### WHAT TO DO
What lines in the records below contain the string "cheese"? Copy every one.

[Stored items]
※ ※ ※

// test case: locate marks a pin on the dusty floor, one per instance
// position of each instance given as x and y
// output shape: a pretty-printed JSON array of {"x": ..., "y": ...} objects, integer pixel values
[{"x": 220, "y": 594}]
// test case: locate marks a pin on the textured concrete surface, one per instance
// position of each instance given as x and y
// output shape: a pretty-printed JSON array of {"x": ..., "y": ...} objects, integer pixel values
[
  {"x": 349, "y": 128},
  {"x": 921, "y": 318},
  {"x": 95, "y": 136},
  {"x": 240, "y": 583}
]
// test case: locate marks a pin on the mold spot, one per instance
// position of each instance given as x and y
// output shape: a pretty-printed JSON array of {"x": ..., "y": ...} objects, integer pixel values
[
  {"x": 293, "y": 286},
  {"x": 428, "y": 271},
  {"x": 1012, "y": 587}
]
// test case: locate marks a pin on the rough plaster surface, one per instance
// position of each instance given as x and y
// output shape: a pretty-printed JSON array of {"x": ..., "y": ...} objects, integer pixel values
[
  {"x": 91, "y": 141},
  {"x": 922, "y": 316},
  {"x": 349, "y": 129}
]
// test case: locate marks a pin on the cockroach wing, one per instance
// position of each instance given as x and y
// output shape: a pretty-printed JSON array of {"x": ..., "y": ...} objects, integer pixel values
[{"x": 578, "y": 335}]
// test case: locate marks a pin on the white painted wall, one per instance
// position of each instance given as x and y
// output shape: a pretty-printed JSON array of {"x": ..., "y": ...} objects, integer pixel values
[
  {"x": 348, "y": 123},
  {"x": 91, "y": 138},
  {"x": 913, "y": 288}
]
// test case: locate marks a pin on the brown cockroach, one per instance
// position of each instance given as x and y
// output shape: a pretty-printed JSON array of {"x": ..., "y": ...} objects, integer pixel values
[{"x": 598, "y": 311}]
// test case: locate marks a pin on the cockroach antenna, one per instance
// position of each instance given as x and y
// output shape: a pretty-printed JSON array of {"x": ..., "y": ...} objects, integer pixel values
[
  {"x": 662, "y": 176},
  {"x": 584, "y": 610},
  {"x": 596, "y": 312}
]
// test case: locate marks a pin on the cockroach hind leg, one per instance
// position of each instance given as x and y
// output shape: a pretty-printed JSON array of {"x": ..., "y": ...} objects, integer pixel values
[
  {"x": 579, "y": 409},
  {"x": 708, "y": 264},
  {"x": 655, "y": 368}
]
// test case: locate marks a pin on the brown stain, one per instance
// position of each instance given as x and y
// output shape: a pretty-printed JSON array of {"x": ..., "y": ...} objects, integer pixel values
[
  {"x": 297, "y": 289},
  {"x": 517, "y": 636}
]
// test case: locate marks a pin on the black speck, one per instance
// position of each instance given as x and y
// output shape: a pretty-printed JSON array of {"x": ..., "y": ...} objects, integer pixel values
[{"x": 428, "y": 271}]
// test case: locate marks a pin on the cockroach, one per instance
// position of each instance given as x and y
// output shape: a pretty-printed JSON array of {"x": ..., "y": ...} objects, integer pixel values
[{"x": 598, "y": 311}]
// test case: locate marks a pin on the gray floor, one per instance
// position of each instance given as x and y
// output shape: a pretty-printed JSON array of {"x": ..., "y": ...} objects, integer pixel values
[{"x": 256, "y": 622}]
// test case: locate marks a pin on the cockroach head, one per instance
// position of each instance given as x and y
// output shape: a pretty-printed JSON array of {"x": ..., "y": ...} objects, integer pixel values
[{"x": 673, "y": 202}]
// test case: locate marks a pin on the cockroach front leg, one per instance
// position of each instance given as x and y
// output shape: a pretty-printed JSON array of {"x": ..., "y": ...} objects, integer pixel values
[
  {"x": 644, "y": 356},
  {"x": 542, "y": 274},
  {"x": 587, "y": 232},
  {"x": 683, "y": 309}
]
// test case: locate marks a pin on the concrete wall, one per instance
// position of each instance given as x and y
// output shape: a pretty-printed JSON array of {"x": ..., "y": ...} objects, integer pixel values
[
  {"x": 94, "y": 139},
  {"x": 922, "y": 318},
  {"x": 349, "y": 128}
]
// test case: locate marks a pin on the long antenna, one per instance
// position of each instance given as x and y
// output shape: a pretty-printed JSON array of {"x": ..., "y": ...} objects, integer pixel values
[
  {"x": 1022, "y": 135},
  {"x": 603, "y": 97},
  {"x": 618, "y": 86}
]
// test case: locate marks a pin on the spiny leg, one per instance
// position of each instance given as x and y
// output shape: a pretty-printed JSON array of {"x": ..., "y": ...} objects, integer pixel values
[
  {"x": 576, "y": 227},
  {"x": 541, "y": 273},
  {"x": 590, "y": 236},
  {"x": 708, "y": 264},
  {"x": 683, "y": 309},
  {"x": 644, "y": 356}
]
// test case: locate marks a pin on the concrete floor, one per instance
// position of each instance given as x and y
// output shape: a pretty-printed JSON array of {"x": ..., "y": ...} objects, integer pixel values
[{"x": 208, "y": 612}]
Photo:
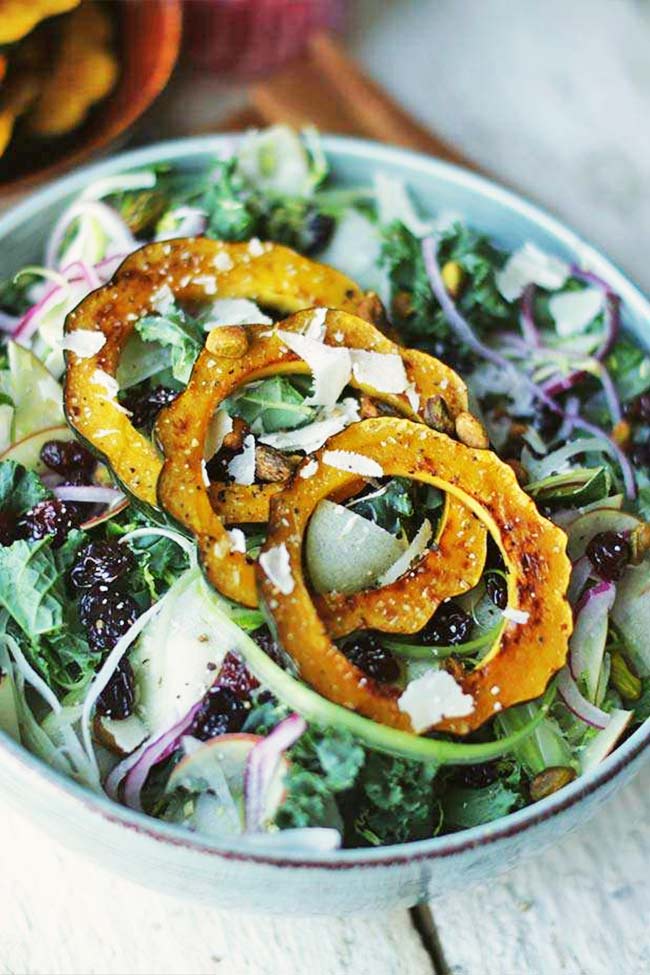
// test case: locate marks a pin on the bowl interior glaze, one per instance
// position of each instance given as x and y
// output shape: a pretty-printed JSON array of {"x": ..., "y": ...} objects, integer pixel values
[{"x": 236, "y": 875}]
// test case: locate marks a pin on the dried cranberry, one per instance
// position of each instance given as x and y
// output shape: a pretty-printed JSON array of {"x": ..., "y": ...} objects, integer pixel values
[
  {"x": 640, "y": 454},
  {"x": 107, "y": 615},
  {"x": 639, "y": 409},
  {"x": 49, "y": 517},
  {"x": 118, "y": 697},
  {"x": 8, "y": 528},
  {"x": 223, "y": 711},
  {"x": 366, "y": 652},
  {"x": 497, "y": 589},
  {"x": 69, "y": 459},
  {"x": 478, "y": 776},
  {"x": 217, "y": 467},
  {"x": 317, "y": 230},
  {"x": 609, "y": 553},
  {"x": 449, "y": 626},
  {"x": 100, "y": 563},
  {"x": 236, "y": 676},
  {"x": 145, "y": 405}
]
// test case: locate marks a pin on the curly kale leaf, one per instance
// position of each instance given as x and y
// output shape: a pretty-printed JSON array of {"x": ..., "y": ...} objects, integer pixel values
[
  {"x": 419, "y": 316},
  {"x": 43, "y": 618},
  {"x": 393, "y": 801},
  {"x": 20, "y": 489}
]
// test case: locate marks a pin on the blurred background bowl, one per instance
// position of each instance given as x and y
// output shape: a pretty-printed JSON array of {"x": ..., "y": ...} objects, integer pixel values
[{"x": 148, "y": 36}]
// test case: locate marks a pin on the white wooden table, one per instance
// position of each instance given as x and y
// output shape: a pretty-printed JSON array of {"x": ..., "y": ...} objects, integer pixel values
[{"x": 556, "y": 98}]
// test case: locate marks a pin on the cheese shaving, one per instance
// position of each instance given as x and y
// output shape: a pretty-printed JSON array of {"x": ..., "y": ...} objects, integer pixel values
[
  {"x": 348, "y": 460},
  {"x": 277, "y": 568}
]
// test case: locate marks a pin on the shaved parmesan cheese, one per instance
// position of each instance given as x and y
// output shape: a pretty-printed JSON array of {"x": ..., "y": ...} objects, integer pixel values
[
  {"x": 394, "y": 203},
  {"x": 162, "y": 300},
  {"x": 235, "y": 311},
  {"x": 417, "y": 547},
  {"x": 237, "y": 540},
  {"x": 381, "y": 371},
  {"x": 223, "y": 261},
  {"x": 309, "y": 438},
  {"x": 348, "y": 460},
  {"x": 220, "y": 425},
  {"x": 331, "y": 368},
  {"x": 309, "y": 469},
  {"x": 515, "y": 615},
  {"x": 432, "y": 697},
  {"x": 84, "y": 343},
  {"x": 530, "y": 265},
  {"x": 242, "y": 467},
  {"x": 572, "y": 311},
  {"x": 277, "y": 568}
]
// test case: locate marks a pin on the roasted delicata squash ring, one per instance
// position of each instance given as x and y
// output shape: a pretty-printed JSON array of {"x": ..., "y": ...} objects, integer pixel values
[
  {"x": 19, "y": 17},
  {"x": 181, "y": 430},
  {"x": 533, "y": 641},
  {"x": 84, "y": 72},
  {"x": 453, "y": 565},
  {"x": 195, "y": 270}
]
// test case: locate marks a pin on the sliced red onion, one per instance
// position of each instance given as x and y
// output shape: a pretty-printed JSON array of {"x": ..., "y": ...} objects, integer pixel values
[
  {"x": 135, "y": 768},
  {"x": 88, "y": 493},
  {"x": 112, "y": 224},
  {"x": 155, "y": 752},
  {"x": 587, "y": 644},
  {"x": 262, "y": 764},
  {"x": 8, "y": 323},
  {"x": 464, "y": 331},
  {"x": 579, "y": 705},
  {"x": 528, "y": 324}
]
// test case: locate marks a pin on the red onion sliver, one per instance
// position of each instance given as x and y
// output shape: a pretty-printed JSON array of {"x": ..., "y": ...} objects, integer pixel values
[
  {"x": 579, "y": 705},
  {"x": 89, "y": 493},
  {"x": 262, "y": 764}
]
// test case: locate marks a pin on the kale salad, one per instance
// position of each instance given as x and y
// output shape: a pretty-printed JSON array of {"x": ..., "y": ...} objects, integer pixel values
[{"x": 323, "y": 521}]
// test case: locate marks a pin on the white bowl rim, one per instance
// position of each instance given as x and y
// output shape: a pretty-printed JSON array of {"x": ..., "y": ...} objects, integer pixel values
[{"x": 37, "y": 774}]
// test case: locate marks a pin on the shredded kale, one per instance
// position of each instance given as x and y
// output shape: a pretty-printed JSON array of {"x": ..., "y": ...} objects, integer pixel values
[
  {"x": 39, "y": 612},
  {"x": 178, "y": 331},
  {"x": 464, "y": 807},
  {"x": 393, "y": 802},
  {"x": 273, "y": 404},
  {"x": 20, "y": 489},
  {"x": 418, "y": 316}
]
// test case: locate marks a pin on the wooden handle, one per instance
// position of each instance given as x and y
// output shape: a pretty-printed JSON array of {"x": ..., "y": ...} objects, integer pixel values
[{"x": 326, "y": 88}]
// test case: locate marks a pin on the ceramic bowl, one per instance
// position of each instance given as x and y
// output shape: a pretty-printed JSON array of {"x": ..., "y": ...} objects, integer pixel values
[
  {"x": 231, "y": 875},
  {"x": 148, "y": 41}
]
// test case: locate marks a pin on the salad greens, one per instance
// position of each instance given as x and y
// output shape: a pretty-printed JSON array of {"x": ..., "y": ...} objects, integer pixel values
[{"x": 115, "y": 666}]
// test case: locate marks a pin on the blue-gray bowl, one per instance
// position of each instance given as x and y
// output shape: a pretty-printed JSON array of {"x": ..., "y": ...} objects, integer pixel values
[{"x": 232, "y": 875}]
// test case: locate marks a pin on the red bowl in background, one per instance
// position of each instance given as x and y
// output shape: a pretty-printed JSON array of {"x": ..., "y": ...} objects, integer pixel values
[
  {"x": 247, "y": 38},
  {"x": 148, "y": 43}
]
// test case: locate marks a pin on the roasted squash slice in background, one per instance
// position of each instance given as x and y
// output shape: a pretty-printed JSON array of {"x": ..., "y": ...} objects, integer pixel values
[{"x": 533, "y": 641}]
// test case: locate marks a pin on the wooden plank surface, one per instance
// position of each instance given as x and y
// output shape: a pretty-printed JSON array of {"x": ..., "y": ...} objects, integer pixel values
[
  {"x": 62, "y": 915},
  {"x": 581, "y": 908}
]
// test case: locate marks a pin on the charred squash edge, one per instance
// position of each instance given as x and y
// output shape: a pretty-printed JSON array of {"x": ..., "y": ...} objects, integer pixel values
[
  {"x": 524, "y": 656},
  {"x": 196, "y": 270},
  {"x": 182, "y": 427}
]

※ ※ ※

### ANSWER FOR THIS EXERCISE
// test case: locate marks a pin on the cheese shaving, one per instance
// test case: locate marks a pin on the shaved parmesan cheese, one per instance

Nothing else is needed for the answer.